Task 1:
Copy the Viper text from "Two weeks ago, before" to "start in back.", substituting "sofa cushion" for "shower curtain".
Task 2:
Answer these questions from the Viper text:
(a) In which years was the Viper Blue exterior color available?
(b) Where is the Viper's third brake light mounted?
(c) How do the stripes differ between 1996 and 1997 models?

Document passage:
──────────

Two weeks ago, before I became a Dodge Viper owner and decided to risk my life like George Clooney in that movie where he drives his boat into swells the size of a rural congressional district, I figured the Viper would comprise two equal parts: loud and uncomfortable.

Here's what I discovered: The Viper is loud but not all that loud, and it's uncomfortable but not all that uncomfortable. Although it might seem, on the outside, like a one-dimensional nod to 1990s American excess, it actually has a few endearing quirks that give it some character, like a dog who chews on the shower curtain whenever somebody comes over. Today, I'm going to tell you about them. We'll start in back.

Brake lights. Like most cars, the Viper has two brake lights on either side of its rear end. This is not unusual.

What's unusual is the third brake light, which is required by law to be mounted somewhere in the middle. Well, they mounted it in the middle, right inside the Viper logo. If you're behind a Viper GTS and you think, "Is that a Viper?", just wait until the driver puts his foot on the brake, and the snake logo lights up like a Vegas slot machine. Then, you'll say to yourself, "Oh, it's a Viper all right!"

This is the coolest third brake light of any automobile on the market.

Stripes. As many of you know, my Viper has stripes. Why? If you buy a Viper, you're going to get stripes. Getting a Viper without stripes would be like buying a refrigerator that keeps things at 84 degrees.

What many of you may not know is my Viper's awesome exterior color, Viper Blue, was only available in 1996 and 1997, the first 2 years of the Viper GTS. What I didn't know, until a reader on Twitter told me last week, is there's only one surefire way to tell apart 1996 and 1997 models. The stripes in the 1996 models go through the license-plate area, while the stripes in the 1997 models don't. You're welcome for making you look like an expert at cars and coffee.

Seat belts. As a few of you pointed out after watching my first video with the Viper, the seat belts aren't like the normal seat belts you'd find in a normal car, in your normal life. They're different, because this is a Viper, and the simple fact that it could kill you while carefully taking a turn isn't different enough.

──────────

(Coordinate labeling data)
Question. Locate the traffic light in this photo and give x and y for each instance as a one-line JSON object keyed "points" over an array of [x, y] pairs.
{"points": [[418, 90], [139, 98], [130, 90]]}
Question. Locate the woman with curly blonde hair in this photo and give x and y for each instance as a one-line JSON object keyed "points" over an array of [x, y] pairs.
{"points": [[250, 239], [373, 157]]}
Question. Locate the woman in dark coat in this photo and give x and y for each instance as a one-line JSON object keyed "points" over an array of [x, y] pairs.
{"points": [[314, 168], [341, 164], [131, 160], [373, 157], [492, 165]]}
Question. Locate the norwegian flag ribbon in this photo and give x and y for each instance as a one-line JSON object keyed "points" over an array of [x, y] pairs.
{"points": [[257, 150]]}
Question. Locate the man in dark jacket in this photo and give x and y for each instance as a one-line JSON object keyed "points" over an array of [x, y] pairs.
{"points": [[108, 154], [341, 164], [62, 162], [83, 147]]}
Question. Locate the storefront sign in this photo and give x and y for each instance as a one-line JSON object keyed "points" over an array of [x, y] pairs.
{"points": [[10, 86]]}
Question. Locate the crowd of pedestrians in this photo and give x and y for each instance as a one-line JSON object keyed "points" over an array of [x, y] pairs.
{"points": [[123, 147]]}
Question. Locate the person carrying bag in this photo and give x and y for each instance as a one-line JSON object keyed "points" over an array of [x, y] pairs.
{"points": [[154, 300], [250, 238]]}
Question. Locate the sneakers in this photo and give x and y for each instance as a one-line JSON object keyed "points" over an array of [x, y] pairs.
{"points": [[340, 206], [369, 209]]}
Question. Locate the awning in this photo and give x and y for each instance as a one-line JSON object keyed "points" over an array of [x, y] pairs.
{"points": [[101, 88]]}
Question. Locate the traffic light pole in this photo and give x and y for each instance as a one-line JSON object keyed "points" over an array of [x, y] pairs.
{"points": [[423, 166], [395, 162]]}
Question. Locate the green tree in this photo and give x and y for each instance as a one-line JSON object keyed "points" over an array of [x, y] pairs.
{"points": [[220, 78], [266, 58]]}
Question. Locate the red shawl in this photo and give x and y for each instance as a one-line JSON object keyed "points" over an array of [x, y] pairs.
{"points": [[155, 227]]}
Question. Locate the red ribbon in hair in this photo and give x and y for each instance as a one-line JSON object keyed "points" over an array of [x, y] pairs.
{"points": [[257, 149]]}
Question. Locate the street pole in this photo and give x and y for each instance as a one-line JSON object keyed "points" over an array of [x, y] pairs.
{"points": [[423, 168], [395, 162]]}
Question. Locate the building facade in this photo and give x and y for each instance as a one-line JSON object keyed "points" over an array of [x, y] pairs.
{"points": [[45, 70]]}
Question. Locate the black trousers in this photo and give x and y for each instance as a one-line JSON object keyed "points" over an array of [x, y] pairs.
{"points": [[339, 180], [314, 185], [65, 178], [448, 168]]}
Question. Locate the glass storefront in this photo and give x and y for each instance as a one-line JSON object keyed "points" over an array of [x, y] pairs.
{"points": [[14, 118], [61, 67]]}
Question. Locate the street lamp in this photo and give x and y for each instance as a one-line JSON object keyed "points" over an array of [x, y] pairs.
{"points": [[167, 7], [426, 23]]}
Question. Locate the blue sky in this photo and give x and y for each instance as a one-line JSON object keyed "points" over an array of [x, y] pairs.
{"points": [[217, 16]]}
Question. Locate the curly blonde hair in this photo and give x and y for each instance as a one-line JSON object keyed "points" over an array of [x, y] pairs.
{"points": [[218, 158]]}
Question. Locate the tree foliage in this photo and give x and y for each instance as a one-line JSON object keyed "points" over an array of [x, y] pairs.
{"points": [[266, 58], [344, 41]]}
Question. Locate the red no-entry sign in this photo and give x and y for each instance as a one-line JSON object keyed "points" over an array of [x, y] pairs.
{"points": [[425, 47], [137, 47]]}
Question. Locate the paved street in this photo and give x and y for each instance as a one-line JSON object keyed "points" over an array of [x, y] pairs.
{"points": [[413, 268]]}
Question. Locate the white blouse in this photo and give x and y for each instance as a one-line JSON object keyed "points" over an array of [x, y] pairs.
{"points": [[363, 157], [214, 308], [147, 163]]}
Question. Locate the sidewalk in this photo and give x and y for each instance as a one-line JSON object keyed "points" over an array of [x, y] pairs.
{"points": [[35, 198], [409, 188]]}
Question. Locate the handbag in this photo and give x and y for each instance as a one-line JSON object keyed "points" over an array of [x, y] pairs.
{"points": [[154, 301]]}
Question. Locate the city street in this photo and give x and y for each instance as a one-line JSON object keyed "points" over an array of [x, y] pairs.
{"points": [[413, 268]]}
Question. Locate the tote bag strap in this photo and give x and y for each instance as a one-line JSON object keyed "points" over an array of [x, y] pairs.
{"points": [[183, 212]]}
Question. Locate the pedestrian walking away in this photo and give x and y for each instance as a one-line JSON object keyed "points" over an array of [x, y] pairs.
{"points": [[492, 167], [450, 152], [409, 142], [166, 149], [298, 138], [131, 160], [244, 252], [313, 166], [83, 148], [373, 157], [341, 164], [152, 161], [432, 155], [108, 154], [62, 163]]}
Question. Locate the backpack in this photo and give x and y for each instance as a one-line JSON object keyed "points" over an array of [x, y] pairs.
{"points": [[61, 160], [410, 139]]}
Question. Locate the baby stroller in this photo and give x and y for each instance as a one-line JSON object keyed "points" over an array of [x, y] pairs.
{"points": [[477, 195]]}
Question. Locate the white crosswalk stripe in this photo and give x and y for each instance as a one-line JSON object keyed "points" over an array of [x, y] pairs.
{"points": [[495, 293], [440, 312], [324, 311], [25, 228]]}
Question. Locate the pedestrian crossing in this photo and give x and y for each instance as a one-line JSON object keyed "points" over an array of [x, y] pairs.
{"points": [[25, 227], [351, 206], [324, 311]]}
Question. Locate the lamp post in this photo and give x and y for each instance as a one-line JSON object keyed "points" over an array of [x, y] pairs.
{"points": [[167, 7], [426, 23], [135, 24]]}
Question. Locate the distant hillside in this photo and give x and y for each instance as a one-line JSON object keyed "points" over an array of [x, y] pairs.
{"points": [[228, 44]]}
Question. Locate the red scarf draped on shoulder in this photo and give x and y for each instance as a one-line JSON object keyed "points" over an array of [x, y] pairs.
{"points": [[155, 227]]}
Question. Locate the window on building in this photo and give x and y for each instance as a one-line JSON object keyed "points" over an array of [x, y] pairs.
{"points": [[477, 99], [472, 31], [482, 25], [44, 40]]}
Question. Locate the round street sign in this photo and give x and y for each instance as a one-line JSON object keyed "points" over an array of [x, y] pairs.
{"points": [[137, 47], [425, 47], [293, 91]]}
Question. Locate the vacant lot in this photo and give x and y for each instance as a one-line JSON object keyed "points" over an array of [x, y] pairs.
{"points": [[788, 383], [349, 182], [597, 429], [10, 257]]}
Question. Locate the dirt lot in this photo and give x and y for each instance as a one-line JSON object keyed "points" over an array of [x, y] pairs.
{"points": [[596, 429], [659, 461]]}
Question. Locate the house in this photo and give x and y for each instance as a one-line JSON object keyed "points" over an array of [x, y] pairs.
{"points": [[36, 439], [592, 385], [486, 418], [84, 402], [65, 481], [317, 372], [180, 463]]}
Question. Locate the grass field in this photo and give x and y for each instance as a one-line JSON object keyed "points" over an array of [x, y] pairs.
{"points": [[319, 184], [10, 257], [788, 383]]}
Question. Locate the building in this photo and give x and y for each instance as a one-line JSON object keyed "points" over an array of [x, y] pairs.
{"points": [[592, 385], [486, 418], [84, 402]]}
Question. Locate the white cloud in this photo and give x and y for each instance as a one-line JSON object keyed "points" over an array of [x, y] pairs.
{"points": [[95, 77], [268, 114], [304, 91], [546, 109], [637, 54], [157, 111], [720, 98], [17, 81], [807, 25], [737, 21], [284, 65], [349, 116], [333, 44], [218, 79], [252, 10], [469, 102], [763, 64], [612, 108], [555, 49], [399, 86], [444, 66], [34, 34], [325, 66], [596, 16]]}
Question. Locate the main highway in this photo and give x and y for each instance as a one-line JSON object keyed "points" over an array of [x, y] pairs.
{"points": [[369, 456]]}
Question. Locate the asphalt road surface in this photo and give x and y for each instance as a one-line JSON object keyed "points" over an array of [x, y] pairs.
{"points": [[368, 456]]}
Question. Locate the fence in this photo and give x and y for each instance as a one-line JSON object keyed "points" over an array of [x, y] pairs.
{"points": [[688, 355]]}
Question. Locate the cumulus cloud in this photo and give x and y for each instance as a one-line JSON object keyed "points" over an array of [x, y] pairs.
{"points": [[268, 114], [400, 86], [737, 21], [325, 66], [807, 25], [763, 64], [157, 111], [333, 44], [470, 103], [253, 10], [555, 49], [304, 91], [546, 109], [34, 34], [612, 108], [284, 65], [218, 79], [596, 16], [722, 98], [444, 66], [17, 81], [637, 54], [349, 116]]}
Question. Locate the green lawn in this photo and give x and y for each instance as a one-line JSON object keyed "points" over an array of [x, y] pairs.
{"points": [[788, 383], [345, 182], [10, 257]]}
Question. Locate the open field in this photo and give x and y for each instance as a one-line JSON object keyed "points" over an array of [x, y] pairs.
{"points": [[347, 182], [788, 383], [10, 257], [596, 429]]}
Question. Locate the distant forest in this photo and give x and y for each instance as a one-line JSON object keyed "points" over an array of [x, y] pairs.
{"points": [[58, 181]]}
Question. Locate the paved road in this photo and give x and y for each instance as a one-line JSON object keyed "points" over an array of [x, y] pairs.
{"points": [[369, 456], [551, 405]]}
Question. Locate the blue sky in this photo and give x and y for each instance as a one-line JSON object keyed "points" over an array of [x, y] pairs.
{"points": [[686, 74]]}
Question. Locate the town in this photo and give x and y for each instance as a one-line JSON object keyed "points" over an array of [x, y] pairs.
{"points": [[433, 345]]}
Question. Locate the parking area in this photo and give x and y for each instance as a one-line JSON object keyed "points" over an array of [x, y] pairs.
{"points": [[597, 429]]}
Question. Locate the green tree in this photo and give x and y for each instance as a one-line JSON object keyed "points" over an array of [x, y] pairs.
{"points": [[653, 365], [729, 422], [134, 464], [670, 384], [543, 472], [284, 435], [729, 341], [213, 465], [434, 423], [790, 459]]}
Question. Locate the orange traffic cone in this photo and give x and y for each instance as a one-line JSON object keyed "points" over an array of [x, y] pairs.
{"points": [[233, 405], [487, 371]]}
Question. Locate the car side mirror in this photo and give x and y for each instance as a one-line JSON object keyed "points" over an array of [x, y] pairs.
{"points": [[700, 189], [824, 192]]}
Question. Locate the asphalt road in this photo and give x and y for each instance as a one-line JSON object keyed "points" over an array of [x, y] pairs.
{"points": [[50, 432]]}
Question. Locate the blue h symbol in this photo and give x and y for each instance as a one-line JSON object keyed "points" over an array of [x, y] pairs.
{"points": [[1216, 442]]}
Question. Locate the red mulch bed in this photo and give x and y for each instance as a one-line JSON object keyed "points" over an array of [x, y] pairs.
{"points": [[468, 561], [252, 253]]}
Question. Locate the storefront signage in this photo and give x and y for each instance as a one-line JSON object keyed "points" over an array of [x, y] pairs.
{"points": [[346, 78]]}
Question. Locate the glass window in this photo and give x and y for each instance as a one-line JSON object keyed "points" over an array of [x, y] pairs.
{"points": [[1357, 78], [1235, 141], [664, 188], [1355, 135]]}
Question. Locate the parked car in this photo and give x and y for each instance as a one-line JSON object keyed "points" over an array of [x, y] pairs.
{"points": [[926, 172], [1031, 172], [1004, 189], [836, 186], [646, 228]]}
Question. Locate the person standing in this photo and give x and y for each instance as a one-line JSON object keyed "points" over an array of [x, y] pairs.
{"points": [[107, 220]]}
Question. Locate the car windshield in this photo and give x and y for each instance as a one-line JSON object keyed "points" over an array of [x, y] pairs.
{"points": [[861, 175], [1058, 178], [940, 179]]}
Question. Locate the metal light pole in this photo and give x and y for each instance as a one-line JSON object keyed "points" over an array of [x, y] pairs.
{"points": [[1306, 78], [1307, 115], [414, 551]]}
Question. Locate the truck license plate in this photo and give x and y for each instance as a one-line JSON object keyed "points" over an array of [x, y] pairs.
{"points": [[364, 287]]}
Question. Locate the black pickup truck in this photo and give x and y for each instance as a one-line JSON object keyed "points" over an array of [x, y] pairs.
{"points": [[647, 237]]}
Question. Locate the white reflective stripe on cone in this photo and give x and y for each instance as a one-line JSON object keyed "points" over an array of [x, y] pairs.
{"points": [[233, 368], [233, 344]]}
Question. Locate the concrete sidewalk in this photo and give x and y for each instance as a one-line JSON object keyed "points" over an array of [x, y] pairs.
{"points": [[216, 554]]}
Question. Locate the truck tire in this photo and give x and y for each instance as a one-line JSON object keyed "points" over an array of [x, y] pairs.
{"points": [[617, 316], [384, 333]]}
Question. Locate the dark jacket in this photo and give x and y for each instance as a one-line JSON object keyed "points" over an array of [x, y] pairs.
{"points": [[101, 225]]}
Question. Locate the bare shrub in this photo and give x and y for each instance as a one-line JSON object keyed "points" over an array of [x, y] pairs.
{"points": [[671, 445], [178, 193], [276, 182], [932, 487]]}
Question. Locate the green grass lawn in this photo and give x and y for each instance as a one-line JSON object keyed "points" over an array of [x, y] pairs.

──────────

Finished answer 1:
Two weeks ago, before I became a Dodge Viper owner and decided to risk my life like George Clooney in that movie where he drives his boat into swells the size of a rural congressional district, I figured the Viper would comprise two equal parts: loud and uncomfortable.

Here's what I discovered: The Viper is loud but not all that loud, and it's uncomfortable but not all that uncomfortable. Although it might seem, on the outside, like a one-dimensional nod to 1990s American excess, it actually has a few endearing quirks that give it some character, like a dog who chews on the sofa cushion whenever somebody comes over. Today, I'm going to tell you about them. We'll start in back.

Finished answer 2:
(a) 1996 and 1997.
(b) In the middle, right inside the Viper logo.
(c) The 1996 stripes go through the license-plate area, and the 1997 stripes don't.